> [TEXT SECTION]:
This is an archive of the discontinued LLVM Phabricator instance.

[X86] EltsFromConsecutiveLoads - support common source loads
ClosedPublic

Authored by RKSimon on Jul 11 2019, 3:00 AM.

Details

Summary

This patch enables us to find the source loads for each element, splitting them into a Load and ByteOffset, and attempts to recognise consecutive loads that are in fact from the same source load.

A helper function, FindEltLoadSrc, recurses through to find a LoadSDNode and determines the element's byte offset within it. When attempting to match consecutive loads, byte offsetted loads then attempt to matched against a previous load that has already been confirmed to be a consecutive match.

Next step towards PR16739 - after this we just need to account for shuffling/repeated elements to create a vector load + shuffle.

Diff Detail

Repository
rL LLVM

Event Timeline

RKSimon created this revision.Jul 11 2019, 3:00 AM
Herald added a project: Restricted Project. · View Herald TranscriptJul 11 2019, 3:00 AM

Does this need to do anything to ensure that there are no interferences, in the sense of non-known-noalias writes?

Does this need to do anything to ensure that there are no interferences, in the sense of non-known-noalias writes?

That's what areNonVolatileConsecutiveLoads handles no?

Does this need to do anything to ensure that there are no interferences, in the sense of non-known-noalias writes?

That's what areNonVolatileConsecutiveLoads handles no?

It isn't fully obvious whether that only checks that the loads are from sequential locations in memory,
or whether it also checks that it is *legal* to perform those loads as one, at least to me.
I.e. i'm expecting this doesn't fold:

define <4 x float> @load_float4_float3_as_float2_float__with_write(<4 x float>* nocapture readonly dereferenceable(16)) {
  %2 = bitcast <4 x float>* %0 to <2 x float>*
  %3 = load <2 x float>, <2 x float>* %2, align 4
  %4 = extractelement <2 x float> %3, i32 0
  %5 = insertelement <4 x float> undef, float %4, i32 0
  %6 = extractelement <2 x float> %3, i32 1
  %7 = insertelement <4 x float> %5, float %6, i32 1
  %8 = getelementptr inbounds <4 x float>, <4 x float>* %0, i64 0, i64 2
  store float 42.0, float* %8 ; !!!

> [ENTRIES]:
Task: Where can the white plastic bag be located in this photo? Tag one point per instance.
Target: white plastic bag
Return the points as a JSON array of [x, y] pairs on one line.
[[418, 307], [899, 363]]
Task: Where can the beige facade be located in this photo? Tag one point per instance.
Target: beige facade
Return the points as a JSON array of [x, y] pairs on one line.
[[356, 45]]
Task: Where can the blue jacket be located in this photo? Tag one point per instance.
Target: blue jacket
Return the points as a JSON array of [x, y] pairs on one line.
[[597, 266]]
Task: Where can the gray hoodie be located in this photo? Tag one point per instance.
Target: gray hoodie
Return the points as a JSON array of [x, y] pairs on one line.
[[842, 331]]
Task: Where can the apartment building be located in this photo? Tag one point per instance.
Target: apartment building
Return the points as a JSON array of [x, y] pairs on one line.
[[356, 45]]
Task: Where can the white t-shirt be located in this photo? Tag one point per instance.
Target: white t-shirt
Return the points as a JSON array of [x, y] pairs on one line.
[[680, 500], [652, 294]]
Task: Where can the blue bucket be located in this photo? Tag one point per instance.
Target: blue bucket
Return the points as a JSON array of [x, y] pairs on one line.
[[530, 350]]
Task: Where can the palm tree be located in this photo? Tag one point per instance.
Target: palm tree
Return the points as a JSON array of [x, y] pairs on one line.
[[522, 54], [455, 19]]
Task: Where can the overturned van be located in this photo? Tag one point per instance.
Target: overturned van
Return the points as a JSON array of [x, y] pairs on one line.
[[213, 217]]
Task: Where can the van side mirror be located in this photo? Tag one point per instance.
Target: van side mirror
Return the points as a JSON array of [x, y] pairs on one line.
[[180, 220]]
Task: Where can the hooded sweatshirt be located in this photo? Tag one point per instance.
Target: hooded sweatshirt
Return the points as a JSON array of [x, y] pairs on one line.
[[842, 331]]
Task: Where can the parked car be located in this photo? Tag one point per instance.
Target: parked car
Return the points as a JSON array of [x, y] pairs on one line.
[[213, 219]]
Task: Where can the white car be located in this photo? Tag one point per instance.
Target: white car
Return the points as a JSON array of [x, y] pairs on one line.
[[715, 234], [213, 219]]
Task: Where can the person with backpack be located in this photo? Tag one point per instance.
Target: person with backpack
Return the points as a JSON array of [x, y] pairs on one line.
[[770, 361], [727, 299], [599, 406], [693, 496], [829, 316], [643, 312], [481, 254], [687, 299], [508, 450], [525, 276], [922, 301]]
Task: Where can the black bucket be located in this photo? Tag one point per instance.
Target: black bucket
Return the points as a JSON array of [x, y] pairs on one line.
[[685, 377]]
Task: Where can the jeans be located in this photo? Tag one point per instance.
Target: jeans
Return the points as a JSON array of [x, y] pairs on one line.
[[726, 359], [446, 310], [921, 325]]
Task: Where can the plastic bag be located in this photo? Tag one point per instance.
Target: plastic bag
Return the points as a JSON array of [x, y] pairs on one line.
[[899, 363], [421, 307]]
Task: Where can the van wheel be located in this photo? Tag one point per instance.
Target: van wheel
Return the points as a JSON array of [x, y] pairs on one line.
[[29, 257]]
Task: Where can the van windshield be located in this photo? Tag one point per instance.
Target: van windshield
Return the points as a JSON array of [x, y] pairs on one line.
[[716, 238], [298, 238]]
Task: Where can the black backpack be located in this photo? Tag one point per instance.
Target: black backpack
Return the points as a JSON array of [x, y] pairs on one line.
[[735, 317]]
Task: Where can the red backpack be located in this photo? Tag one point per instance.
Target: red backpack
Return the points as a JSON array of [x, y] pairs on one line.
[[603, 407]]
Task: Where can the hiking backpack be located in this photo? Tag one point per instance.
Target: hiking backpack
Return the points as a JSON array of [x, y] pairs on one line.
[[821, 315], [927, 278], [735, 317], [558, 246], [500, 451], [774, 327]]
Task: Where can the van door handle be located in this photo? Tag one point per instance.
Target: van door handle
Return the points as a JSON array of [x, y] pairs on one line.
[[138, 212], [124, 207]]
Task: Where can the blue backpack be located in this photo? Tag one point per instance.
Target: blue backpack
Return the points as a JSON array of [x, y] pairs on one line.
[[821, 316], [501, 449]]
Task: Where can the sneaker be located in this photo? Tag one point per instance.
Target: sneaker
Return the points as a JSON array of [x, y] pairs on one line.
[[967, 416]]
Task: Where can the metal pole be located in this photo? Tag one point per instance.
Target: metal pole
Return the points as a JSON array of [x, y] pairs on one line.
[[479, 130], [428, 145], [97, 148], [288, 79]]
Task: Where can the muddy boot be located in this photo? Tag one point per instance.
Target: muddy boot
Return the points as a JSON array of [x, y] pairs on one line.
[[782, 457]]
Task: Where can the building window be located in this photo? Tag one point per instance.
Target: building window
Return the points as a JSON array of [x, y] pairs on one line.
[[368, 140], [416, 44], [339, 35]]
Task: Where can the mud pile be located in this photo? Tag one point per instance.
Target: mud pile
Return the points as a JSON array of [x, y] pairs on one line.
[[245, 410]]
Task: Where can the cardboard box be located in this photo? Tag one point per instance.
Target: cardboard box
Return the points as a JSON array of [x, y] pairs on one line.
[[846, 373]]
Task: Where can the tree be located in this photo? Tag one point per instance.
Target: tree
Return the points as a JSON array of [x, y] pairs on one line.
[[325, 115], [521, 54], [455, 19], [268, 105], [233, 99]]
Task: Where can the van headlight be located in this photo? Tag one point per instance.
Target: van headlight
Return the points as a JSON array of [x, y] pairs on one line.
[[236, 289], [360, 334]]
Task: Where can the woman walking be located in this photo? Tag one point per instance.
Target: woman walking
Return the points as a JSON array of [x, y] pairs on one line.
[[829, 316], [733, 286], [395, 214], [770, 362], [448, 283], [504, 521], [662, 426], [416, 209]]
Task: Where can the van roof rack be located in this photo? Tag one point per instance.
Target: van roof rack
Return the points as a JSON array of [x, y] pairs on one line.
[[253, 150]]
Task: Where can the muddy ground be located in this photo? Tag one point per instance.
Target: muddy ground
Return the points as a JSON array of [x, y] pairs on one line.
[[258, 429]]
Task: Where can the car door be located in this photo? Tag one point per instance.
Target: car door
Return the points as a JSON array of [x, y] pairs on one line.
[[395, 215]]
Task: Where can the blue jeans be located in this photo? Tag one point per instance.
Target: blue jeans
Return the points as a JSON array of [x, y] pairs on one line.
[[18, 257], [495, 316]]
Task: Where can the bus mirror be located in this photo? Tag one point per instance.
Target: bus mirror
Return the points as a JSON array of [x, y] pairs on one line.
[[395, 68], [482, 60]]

> [WRITTEN INSTRUCTION 1]: Which distinct instruction names appear in the IR function on the LLVM review page? List each once.
> [WRITTEN INSTRUCTION 2]: Can you restate the paragraph of the LLVM review page beginning "A helper function, FindEltLoadSrc" as a short bulleted list that keeps its main facts?
> [WRITTEN INSTRUCTION 3]: Carry on the LLVM review page from the point where it stops.
The items stand apart from the LLVM review page and are separate material.

> [EXPECTED OUTPUT 1]: bitcast, load, extractelement, insertelement, getelementptr, store

> [EXPECTED OUTPUT 2]:
- FindEltLoadSrc is a helper function that recurses to find a LoadSDNode.
- It determines the element's byte offset within that load.
- When matching consecutive loads, byte-offset loads are matched against an earlier load already confirmed as a consecutive match.

> [EXPECTED OUTPUT 3]:
  %9 = load float, float* %8, align 4
  %10 = insertelement <4 x float> %7, float %9, i32 2
  ret <4 x float> %10
}

Is that what if (LD->getChain() != Base->getChain()) return false; does?

Is that what if (LD->getChain() != Base->getChain()) return false; does?

Yes, chains will handle these kinds of dependencies - do you want me to add that test ?

Is that what if (LD->getChain() != Base->getChain()) return false; does?

Yes, chains will handle these kinds of dependencies

Great to know! No other comments from me.

  • do you want me to add that test ?

Hmm, i'm not fully sure it's really useful as-is - in *that* case we can just reorder that store before these loads, so *that* case could still be folded.

Any more comments? I'm keen to try and get PR16739 fixed before the release branch.

spatel accepted this revision.Jul 18 2019, 5:41 AM

It's worth noting here in the review that this patch depends on the dereferenceable attribute (see D64205), and that attribute could change meaning as part of the larger changes related to the Attributor pass (D63243).
Based on current definitions, I think this is correct and allowable, so LGTM.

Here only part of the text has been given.